Bizim Başbakanımız Diktatör Olamaz!
Başlık:
Bizim Başbakanımız Diktatör Olamaz!
Kaynak:
Ulus, "Görüşler" s. 2
Tarih:
1953-07-31
Lokasyon:
Atatürk Kitaplığı, 152/26
Metin:
Görüşler :
Bizim başbakanımız diktatör olamaz!
Bülent ECEVİT
Çağımızdaki bazı diktatörlerin tuttuğu yolla bizim başbakanımızın gidişi arasında benzetmeler yapan Sayın Prof. Nihat Erim, Başbakanın diktatörlük sathı mailinde olduğunu, diktatör olmaya çalıştığını yazıyor. Son günlerde bir çok muhalefet Milletvekilleri de içlerindeki bu kaygıyı açıkladılar.
Bu kaygı yersizdir. Bizim Başbakanımız diktatör olamaz!
Çünkü diktatörlük, heves etmekle olnuverecek bir şey değildir.
Diktatörler, iktidar mevkiinden ömürleri sonuna kadar ayrılmamak hırsı içlerini doldurmuş, kanunları ellerinde oyuncak etmek isteyen, kendinden başkasına hürriyet hakkı tanımayan, milletlerini, bilmeden de olsa, felâkete sürükleyen kimselerdir. Bu bakımlardan, gerek Sayın Prof . Nihat Erim'in gerek Sayın muhalefet Milletvekillerinin yaptıkları benzetişler, şüphesiz yerindedir.
Fakat, yukarıda sıraladığımız vasıf ve istekleri kendinde toplamak bir kimsenin diktatör olabilmesine yetmez.
Diktatör olabilmek için başka bazı vasıflar da gereklidir.
Gerçekten diktatörlük sathı mailine varmış olmak için, daha önce, ancak bu başka vasıflarla tırmanmak mümkün olan bir zirveye yükselmiş bulunmak şarttır. Tutunmuş bütün diktatörler önce öyle bir zirveye yükselmiş, ondan sonra diktatörlük sathı mailine gelebilmişlerdir.
Bir insanın diktatör olabilmesini sağlayan bu vasıflar nelerdir?
Her şeyden önce, diktatör olabilmek için, bir insanın, çevresine derin bir saygı telkin edebilmesi, hattâ bunun yer yer ve zaman zaman korku derecesine varan bir saygı olması gereklidir.
Çevresine bu türlü bir saygı telkin edebilecek kimsede, sinirlerine hakimiyet bulunmalıdır. Hareketleri ölçülü olmalıdır.. O kimse konuştuğu zaman kitleleri arkasından sürükleyebilmelidir. O kimsenin yüzüne bakınca, insanın içine, ya korkuyla ya da sevgiyle karışık bir bağlılık duygusu gelebilmelidir. O kimse, yerine göre demagoji yapabilmeli fakat demagoji yaparken düştüğü tezatları saklamasını bilmelidir.

**Yazılı talep 1**
Girdilerde "If you could tag each instance of the bottle" ifadesini içeren satırdan başlayıp girdilerin sonuna kadar uzanan satırları, "concrete ground" yerine "paved ground" koyarak değiştir. Yalnızca bu satırları yeniden yaz ve başka hiçbir şeye dokunma.

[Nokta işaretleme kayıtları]
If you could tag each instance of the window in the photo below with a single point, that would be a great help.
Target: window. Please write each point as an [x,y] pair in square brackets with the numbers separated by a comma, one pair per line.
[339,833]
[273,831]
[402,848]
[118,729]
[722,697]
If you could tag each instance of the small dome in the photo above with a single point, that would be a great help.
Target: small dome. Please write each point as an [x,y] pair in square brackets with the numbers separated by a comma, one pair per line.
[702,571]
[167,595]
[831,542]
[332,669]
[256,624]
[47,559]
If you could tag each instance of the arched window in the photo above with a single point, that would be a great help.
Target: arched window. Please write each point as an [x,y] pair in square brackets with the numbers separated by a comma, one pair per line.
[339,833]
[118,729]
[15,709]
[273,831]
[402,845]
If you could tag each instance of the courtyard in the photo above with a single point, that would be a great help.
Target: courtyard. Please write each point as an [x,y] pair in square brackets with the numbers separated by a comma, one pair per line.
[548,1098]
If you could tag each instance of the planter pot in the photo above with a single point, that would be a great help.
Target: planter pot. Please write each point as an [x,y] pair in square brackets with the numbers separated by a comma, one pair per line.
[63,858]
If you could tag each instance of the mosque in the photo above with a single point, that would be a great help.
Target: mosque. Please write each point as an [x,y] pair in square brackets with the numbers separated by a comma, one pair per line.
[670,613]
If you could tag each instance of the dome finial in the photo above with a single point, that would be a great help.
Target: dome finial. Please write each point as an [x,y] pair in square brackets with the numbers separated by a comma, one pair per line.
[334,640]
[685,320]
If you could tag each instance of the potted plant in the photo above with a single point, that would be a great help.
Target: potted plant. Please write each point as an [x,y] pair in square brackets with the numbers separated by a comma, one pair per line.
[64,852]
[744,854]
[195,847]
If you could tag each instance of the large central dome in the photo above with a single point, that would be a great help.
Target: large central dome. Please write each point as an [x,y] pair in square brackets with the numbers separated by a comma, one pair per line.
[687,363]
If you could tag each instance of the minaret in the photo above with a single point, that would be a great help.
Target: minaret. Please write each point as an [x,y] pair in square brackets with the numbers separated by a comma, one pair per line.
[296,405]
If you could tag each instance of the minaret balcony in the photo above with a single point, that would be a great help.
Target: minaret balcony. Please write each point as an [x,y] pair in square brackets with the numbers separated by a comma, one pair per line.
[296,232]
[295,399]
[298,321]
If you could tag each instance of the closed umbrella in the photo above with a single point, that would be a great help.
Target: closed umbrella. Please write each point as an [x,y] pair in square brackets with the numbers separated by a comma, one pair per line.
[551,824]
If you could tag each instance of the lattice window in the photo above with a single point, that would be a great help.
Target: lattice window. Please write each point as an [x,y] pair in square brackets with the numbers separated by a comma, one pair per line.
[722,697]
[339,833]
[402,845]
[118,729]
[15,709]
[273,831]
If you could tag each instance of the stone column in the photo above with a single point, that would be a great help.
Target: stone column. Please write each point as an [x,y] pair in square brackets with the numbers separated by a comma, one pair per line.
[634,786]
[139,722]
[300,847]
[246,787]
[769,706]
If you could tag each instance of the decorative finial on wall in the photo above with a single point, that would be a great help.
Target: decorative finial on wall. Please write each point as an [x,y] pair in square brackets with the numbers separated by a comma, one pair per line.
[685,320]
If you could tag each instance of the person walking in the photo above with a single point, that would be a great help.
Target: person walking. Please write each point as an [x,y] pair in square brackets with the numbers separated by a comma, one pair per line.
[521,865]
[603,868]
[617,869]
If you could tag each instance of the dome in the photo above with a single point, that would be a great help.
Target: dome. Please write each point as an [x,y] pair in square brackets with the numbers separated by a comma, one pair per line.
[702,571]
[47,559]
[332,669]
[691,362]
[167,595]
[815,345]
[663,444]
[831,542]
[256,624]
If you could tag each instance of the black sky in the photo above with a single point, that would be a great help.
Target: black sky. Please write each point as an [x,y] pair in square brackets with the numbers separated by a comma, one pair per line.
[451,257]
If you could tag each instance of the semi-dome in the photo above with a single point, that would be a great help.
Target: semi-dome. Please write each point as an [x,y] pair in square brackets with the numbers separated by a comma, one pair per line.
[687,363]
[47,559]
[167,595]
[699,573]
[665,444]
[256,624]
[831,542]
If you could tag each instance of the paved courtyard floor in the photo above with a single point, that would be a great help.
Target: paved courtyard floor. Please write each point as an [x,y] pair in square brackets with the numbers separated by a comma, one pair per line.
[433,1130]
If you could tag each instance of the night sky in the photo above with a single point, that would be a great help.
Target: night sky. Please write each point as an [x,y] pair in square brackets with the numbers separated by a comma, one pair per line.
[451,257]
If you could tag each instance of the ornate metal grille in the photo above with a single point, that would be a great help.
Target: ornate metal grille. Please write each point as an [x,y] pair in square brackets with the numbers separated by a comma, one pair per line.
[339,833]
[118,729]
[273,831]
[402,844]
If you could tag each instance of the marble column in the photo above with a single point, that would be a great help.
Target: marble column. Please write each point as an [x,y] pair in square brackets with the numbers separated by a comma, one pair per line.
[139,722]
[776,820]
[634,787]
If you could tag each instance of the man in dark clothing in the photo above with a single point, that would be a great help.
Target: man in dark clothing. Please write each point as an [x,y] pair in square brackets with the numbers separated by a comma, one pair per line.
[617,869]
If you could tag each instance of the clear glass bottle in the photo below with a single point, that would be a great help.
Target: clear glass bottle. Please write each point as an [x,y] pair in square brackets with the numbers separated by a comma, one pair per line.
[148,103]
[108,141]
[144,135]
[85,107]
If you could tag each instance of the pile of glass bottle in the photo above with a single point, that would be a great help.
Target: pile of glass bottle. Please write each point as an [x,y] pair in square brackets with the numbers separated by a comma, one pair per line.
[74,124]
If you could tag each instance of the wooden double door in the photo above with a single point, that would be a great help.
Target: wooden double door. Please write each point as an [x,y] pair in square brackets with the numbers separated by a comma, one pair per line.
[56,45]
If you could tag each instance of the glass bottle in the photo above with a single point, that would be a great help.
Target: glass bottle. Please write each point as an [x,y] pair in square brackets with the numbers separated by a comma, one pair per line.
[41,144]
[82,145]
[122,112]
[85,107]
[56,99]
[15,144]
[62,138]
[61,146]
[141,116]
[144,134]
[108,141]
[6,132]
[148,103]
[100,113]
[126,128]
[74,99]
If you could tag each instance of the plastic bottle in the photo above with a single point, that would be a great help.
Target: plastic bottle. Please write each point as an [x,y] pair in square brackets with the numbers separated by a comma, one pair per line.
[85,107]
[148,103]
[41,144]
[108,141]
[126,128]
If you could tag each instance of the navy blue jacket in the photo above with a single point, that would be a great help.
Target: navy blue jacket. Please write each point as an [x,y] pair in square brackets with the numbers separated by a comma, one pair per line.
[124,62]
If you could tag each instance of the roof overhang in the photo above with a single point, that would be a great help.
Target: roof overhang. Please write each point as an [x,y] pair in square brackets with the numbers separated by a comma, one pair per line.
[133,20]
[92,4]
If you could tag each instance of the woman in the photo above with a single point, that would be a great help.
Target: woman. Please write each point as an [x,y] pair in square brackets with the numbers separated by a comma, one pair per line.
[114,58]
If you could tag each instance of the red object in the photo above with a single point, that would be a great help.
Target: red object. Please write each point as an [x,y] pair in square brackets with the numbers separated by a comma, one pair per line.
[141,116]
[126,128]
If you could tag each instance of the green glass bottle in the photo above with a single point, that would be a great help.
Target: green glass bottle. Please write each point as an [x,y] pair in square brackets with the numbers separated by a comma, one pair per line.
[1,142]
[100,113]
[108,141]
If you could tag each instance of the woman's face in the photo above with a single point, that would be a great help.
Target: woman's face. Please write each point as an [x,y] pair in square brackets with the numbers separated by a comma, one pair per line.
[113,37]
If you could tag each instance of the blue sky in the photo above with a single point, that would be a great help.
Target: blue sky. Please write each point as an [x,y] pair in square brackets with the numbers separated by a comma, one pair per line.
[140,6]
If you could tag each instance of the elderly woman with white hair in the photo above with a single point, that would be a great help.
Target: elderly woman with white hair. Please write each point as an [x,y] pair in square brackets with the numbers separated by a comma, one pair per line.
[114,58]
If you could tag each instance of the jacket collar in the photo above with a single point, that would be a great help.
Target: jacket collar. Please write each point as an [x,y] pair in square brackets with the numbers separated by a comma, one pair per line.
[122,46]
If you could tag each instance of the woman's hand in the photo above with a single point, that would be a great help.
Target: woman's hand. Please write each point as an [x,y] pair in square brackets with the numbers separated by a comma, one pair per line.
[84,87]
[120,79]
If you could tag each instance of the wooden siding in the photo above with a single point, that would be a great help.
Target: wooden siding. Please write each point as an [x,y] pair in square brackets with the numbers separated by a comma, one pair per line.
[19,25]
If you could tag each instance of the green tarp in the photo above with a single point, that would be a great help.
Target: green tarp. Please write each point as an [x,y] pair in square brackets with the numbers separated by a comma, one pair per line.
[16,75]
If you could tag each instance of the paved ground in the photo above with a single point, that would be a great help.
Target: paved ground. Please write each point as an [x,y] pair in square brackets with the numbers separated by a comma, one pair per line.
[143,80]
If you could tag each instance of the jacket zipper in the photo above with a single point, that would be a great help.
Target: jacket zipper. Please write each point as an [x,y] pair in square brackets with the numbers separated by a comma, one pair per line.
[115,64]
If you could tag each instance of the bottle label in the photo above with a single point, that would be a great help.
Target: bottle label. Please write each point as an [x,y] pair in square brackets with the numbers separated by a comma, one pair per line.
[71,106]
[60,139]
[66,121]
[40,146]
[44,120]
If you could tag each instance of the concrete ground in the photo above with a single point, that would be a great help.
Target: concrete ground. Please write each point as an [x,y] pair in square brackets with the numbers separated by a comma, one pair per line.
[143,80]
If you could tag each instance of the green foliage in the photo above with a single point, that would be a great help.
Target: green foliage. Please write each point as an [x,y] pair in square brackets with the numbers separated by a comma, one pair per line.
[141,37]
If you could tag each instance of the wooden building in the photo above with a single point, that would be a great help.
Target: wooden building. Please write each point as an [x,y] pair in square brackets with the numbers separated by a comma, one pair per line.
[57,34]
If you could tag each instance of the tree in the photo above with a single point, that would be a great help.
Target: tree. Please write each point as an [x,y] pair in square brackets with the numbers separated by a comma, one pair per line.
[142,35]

**Yazılı talep 2**
Aşağıdaki ifadelerin başbakan ve diktatörlük üzerine yazıyla uyuşup uyuşmadığını evet ya da hayır diye belirt. Her birinin yanına kararı veren sözleri yazıdan aynen alıntıla.
(a) Yazı, Ulus'un "Görüşler" bölümünde, 2. sayfada yayımlanmıştır.
(b) Yazar, Nihat Erim'in diktatörlerle yaptığı benzetişleri yersiz bulur.
(c) Yazara göre diktatör olabilecek kimse sinirlerine hâkim olmalıdır.

**Görev sonucu 1**
If you could tag each instance of the bottle label in the photo above with a single point, that would be a great help.
Target: bottle label. Please write each point as an [x,y] pair in square brackets with the numbers separated by a comma, one pair per line.
[71,106]
[60,139]
[66,121]
[40,146]
[44,120]
If you could tag each instance of the paved ground in the photo above with a single point, that would be a great help.
Target: paved ground. Please write each point as an [x,y] pair in square brackets with the numbers separated by a comma, one pair per line.
[143,80]
If you could tag each instance of the green foliage in the photo above with a single point, that would be a great help.
Target: green foliage. Please write each point as an [x,y] pair in square brackets with the numbers separated by a comma, one pair per line.
[141,37]
If you could tag each instance of the wooden building in the photo above with a single point, that would be a great help.
Target: wooden building. Please write each point as an [x,y] pair in square brackets with the numbers separated by a comma, one pair per line.
[57,34]
If you could tag each instance of the tree in the photo above with a single point, that would be a great help.
Target: tree. Please write each point as an [x,y] pair in square brackets with the numbers separated by a comma, one pair per line.
[142,35]

**Görev sonucu 2**
(a) Evet: "Ulus, "Görüşler" s. 2"
(b) Hayır: "Bu bakımlardan, gerek Sayın Prof . Nihat Erim'in gerek Sayın muhalefet Milletvekillerinin yaptıkları benzetişler, şüphesiz yerindedir."
(c) Evet: "Çevresine bu türlü bir saygı telkin edebilecek kimsede, sinirlerine hakimiyet bulunmalıdır."